■ Given request
Quote all entries in full, exactly.

(Source records)
## BEGIN
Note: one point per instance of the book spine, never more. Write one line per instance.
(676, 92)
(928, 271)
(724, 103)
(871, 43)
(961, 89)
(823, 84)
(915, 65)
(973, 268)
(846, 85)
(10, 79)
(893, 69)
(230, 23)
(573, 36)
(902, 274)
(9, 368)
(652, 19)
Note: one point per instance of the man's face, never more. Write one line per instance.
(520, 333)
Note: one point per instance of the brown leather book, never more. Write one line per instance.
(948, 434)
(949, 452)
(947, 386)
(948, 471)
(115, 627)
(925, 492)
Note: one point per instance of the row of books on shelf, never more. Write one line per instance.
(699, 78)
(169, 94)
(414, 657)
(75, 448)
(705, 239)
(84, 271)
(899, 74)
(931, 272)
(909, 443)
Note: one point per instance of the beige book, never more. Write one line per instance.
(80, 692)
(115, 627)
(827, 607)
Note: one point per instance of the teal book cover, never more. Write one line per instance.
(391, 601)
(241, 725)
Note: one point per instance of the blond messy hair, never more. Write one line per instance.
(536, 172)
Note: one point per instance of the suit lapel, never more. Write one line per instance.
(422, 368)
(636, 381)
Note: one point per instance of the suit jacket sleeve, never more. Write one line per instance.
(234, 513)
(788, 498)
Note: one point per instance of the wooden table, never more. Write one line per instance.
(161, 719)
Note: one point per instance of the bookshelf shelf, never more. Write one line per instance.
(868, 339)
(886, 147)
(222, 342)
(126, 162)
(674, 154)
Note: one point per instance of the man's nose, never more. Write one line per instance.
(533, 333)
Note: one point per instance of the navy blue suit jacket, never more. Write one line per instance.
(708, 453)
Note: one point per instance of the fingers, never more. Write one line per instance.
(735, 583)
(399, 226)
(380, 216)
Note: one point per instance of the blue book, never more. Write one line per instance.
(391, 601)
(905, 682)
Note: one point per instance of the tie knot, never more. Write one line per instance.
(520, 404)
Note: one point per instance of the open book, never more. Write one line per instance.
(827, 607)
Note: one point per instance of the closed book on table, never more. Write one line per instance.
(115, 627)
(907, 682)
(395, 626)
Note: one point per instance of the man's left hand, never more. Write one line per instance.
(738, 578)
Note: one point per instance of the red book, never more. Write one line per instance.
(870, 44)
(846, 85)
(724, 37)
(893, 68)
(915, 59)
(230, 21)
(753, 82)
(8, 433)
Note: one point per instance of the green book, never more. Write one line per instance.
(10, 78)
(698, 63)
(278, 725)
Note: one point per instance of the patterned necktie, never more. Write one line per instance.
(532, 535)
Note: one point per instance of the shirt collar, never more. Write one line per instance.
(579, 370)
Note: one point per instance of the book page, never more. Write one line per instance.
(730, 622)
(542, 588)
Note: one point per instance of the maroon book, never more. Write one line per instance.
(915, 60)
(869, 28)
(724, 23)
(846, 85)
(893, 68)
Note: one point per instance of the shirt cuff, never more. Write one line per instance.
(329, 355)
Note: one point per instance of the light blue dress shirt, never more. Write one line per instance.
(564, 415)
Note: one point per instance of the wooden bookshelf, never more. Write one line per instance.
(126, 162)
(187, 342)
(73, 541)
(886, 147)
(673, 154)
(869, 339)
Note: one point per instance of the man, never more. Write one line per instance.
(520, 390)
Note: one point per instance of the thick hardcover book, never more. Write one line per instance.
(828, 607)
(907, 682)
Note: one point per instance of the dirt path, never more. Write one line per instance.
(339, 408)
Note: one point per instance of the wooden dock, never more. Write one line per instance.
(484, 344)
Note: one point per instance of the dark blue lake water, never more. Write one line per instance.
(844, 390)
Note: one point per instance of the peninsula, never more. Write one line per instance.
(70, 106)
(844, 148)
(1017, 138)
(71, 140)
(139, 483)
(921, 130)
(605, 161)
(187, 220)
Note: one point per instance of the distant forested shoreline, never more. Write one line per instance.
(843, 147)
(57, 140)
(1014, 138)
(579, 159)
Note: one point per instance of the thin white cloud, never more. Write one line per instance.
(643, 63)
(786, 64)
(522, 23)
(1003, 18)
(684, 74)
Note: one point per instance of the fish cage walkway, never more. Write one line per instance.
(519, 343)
## END
■ Written solution
Note: one point per instance of the book spine, never more. Write one line per instance.
(676, 92)
(928, 271)
(724, 103)
(871, 43)
(961, 89)
(823, 84)
(915, 65)
(973, 268)
(846, 85)
(10, 79)
(893, 69)
(230, 23)
(573, 36)
(902, 274)
(9, 368)
(652, 19)
Note: one point per instance of the man's face, never more. Write one line per instance.
(520, 333)
Note: one point per instance of the brown leather book, never more. Write one line per instance.
(948, 434)
(949, 452)
(947, 386)
(948, 471)
(115, 627)
(925, 492)
Note: one point per instance of the row of books on shelf, never more. Write one line per instance.
(699, 78)
(169, 94)
(414, 657)
(75, 448)
(705, 239)
(84, 271)
(899, 74)
(931, 272)
(909, 443)
Note: one point per instance of the beige book, never more. Write one line per instance.
(80, 692)
(115, 627)
(827, 607)
Note: one point per instance of the teal book cover, never more. Write one line per instance.
(391, 601)
(241, 725)
Note: one point per instance of the blond messy hair, never more. Write one line per instance.
(536, 172)
Note: one point per instance of the suit lapel, never more. Write one line per instance.
(422, 368)
(636, 381)
Note: one point per instance of the suit jacket sleeve, never more. Write one line per instance.
(234, 513)
(788, 498)
Note: one point per instance of the wooden table, never more. Write one line per instance.
(161, 719)
Note: one point per instance of the bookshelf shelf, never more. Write one line per instance.
(868, 339)
(886, 147)
(222, 342)
(126, 162)
(674, 154)
Note: one point per instance of the man's nose, never more. Write one line per instance.
(533, 333)
Note: one point per instance of the navy blue suit jacket, never more. Write one line per instance.
(708, 453)
Note: one point per instance of the fingers, never more. Write one line per instance.
(735, 583)
(399, 226)
(380, 216)
Note: one point per instance of the blue book, never more. Write one line per instance.
(391, 601)
(905, 682)
Note: one point per instance of the tie knot, never more. Write one line per instance.
(520, 404)
Note: one point per instance of the open book, never more. Write one line per instance.
(827, 607)
Note: one point per instance of the closed book on table, never more. Write one line per instance.
(115, 627)
(907, 682)
(395, 626)
Note: one point per instance of the man's left hand, never more. Write one line per instance.
(738, 578)
Note: one point per instance of the red book, never more. Write one line per instance.
(870, 44)
(846, 85)
(724, 37)
(893, 68)
(915, 59)
(230, 21)
(753, 82)
(8, 433)
Note: one point per instance of the green book, never more. Write one line per instance.
(10, 78)
(698, 63)
(278, 725)
Note: one point per instance of the patterned necktie, never more. Write one line per instance.
(532, 535)
Note: one point per instance of the shirt collar, never more. Write one line per instance.
(579, 370)
Note: one point per instance of the book page, never more. Write one line per instance.
(730, 622)
(542, 588)
Note: one point per instance of the maroon book, never more. Write one line per instance.
(915, 60)
(869, 28)
(724, 23)
(846, 85)
(893, 68)
Note: one point per instance of the shirt cuff, never more. Write one line per instance.
(329, 355)
Note: one point per instance of the light blue dress shirt, never more. Write one line per instance.
(564, 415)
Note: one point per instance of the wooden bookshelf, never more. Write one line per instance.
(126, 162)
(187, 342)
(73, 541)
(886, 147)
(673, 154)
(869, 339)
Note: one point per instance of the man, never more. Write one line per instance.
(520, 390)
Note: one point per instance of the thick hardcover book, never more. Write one line per instance.
(828, 607)
(907, 682)
Note: one point per instance of the dirt path, never more. Write one line per instance.
(339, 408)
Note: one point per instance of the wooden dock, never more. Write one line per instance.
(484, 344)
Note: one point per instance of the dark blue lake water, never more. Write one line per instance.
(844, 390)
Note: one point per instance of the peninsula, never more. Write one line per instance.
(70, 106)
(844, 148)
(1017, 138)
(71, 140)
(139, 483)
(921, 130)
(605, 161)
(187, 220)
Note: one point per instance of the distant forested shoreline, never more. Write one line per instance.
(843, 147)
(57, 140)
(1014, 138)
(579, 159)
Note: one point per instance of the thin white cloud, never more. Write one line per instance.
(643, 63)
(786, 64)
(522, 23)
(1003, 18)
(684, 74)
Note: one point per instance of the fish cage walkway, never more. Write one line per instance.
(519, 343)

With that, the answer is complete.